• **GOAL OF THE EXERCISE**
Reproduce each of the rows below word for word.

━━ LISTING

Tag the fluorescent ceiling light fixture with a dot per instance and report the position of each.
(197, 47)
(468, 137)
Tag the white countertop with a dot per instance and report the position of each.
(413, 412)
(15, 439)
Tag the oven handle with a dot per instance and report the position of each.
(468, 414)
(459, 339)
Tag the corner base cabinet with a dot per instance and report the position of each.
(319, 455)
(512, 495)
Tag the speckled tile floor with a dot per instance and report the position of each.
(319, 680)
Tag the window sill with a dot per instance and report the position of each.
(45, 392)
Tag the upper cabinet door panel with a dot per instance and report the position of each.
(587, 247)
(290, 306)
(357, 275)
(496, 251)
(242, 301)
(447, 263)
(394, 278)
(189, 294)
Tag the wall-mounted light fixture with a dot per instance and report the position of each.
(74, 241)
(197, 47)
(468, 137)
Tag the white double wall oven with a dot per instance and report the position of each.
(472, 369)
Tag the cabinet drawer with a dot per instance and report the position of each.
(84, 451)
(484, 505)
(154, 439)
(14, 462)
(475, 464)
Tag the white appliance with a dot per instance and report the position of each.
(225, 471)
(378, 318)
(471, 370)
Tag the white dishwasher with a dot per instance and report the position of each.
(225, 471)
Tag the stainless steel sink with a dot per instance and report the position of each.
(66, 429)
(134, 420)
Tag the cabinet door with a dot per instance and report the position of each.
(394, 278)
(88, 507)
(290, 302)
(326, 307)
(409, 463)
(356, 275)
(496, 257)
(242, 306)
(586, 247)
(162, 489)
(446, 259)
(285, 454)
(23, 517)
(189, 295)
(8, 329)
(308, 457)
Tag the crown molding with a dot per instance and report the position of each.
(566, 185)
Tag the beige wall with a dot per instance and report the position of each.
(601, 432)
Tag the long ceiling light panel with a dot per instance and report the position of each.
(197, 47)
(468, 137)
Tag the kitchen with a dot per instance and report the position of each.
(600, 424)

━━━━

• **RESPONSE TO THE EXERCISE**
Tag the fluorescent ceiling light fixture with a dot per instance and report the position of each.
(197, 47)
(468, 137)
Tag the white countertop with a dot per instance and report the position of each.
(413, 412)
(15, 439)
Tag the oven handle with a dot per instance and report the position of each.
(468, 414)
(459, 339)
Tag the corner base cabinet with a dot per instance and report the position of each.
(319, 455)
(512, 495)
Tag the speckled tile floor with a dot per instance and report the position of each.
(319, 680)
Tag the window sill with a dot per instance and report the position of each.
(45, 392)
Tag the upper cabinet door panel with a dot per instance and report the position of each.
(587, 247)
(290, 306)
(357, 275)
(496, 251)
(242, 301)
(447, 263)
(394, 278)
(189, 294)
Tag the wall-mounted light fixture with a dot per instance and report the position of each.
(74, 241)
(197, 47)
(468, 137)
Tag the white double wall oven with a dot per instance and report the position of each.
(472, 369)
Tag the cabinet drawer with a dot per instance and report the position of each.
(84, 451)
(484, 505)
(154, 439)
(14, 462)
(475, 464)
Tag the white appliance with a dot per instance and report the position of each.
(225, 471)
(378, 318)
(471, 370)
Tag the white dishwasher with a dot per instance and report the position of each.
(225, 471)
Tag the stainless steel sink with a dot per instance and report the position of each.
(66, 429)
(134, 420)
Tag the cabinet door with a dot per instance and report the position of each.
(394, 278)
(88, 507)
(290, 302)
(326, 307)
(409, 463)
(356, 275)
(496, 257)
(242, 306)
(586, 247)
(162, 489)
(446, 259)
(285, 454)
(23, 517)
(189, 295)
(8, 329)
(308, 457)
Tag the crown molding with a dot per instance and report the position of each.
(566, 185)
Tag the beige wall with a dot per instance and report the position of each.
(601, 432)
Tag the long ceiling light panel with a dot per instance and report the position of each.
(197, 47)
(468, 137)
Tag the kitchen with a dot per instance and report the position of each.
(600, 424)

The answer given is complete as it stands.